Monday, June 6, 2011

The Great Ocean Road!

Hi All!

It’s Monday! Which means that I’m back to posting regularly again. Yay!!! This weekend has been so much fun and so ridiculously strange. Larissa and I have pretty much just laughed the entire time. Good times. I’ll apologize in advance that this is a really long post, but I’ve just had such a great trip that I can’t help it! I want to share!

Thursday night, Larissa and I met up at the Gold Coast Airport (funny little airport that it is) and boarded our flight to Melbourne. The flight was unremarkable (well, if it was remarkable, I didn’t notice…I was asleep most of it), but once we landed, the adventure began. Tiger Airways is a very low cost carrier here in Australia (like, $20 if you’re willing to fly at weird hours low cost). What that means, though, is that you often land on the tarmac and then exit the plane via stairs and then go into the terminal. Not this time. We exited the plane and followed the arrows until we suddenly went through a gate and were on the street. No building, no nothing. Before the gate, there was a baggage carousel in a space that was chain link all the way around and covered by a tin roof, but still most definitely on asphalt and most definitely outside. Very strange indeed. We caught the SkyBus to the city and then proceeded to get lost trying to find our hostel. Eventually, after seeing what we’re pretty sure was a gang comprised mainly of high schoolers, we got on a tram and couldn’t figure out how to pay for the ride (sorry, City of Melbourne!) and finally made our way to the hostel.

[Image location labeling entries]
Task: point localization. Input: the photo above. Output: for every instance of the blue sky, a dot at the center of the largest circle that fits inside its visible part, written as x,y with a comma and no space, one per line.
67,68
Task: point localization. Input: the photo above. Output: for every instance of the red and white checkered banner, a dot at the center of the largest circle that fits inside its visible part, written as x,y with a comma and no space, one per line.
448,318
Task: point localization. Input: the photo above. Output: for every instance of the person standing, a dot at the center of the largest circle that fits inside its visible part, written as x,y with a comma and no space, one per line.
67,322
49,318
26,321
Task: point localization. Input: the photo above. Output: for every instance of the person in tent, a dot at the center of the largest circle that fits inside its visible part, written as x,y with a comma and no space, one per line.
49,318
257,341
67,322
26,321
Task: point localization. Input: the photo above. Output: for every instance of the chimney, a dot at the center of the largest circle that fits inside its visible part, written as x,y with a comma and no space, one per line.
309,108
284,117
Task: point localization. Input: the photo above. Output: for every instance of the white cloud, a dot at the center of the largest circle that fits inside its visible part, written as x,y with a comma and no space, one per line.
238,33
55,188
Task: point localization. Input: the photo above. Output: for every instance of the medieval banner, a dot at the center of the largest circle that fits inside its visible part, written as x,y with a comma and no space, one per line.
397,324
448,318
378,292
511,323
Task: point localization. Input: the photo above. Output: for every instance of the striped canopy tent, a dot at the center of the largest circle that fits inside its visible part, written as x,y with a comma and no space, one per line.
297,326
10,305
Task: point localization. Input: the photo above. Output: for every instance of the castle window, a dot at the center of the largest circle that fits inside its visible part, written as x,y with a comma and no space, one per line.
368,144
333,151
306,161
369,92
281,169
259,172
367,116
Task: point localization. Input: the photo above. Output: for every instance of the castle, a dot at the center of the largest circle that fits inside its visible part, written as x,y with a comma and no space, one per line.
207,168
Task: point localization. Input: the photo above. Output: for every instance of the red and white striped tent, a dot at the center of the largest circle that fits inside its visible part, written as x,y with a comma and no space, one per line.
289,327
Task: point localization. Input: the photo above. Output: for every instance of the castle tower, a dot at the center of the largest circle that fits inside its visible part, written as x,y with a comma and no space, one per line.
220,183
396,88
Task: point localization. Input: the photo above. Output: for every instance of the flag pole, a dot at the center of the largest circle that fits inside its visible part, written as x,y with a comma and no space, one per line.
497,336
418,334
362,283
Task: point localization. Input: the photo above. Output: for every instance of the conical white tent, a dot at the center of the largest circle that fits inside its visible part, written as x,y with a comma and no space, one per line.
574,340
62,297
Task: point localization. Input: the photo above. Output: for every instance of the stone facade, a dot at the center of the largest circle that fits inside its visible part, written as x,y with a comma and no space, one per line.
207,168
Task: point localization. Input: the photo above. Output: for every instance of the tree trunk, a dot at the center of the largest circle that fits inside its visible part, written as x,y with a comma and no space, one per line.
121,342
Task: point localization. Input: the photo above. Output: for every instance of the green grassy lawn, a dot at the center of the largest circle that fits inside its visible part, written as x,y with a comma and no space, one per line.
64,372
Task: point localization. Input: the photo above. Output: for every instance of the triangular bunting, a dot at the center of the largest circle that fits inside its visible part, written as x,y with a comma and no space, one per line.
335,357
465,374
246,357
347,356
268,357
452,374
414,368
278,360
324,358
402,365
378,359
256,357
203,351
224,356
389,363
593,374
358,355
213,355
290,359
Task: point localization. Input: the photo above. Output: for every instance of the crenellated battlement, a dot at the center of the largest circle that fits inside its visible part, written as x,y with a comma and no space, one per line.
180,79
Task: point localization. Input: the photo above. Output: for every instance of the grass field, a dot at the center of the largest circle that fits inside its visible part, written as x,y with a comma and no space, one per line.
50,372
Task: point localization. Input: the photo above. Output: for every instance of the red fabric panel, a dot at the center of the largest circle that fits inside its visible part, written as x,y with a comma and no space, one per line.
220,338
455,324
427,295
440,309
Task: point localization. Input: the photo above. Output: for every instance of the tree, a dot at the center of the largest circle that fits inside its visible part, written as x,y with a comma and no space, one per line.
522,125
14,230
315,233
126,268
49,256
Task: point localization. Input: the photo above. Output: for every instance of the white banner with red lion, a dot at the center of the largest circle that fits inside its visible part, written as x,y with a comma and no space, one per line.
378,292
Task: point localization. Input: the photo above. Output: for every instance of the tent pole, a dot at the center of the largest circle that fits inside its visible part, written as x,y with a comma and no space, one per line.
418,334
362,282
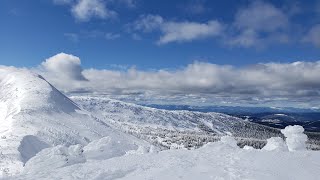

== Stated exercise 1 ==
In the blog post, which airline is described as a very low cost carrier in Australia?
== Stated exercise 2 ==
Print the part of the blog post starting at "It’s Monday! Which" and ending at "want to share!".

== Expected answer 1 ==
Tiger Airways

== Expected answer 2 ==
It’s Monday! Which means that I’m back to posting regularly again. Yay!!! This weekend has been so much fun and so ridiculously strange. Larissa and I have pretty much just laughed the entire time. Good times. I’ll apologize in advance that this is a really long post, but I’ve just had such a great trip that I can’t help it! I want to share!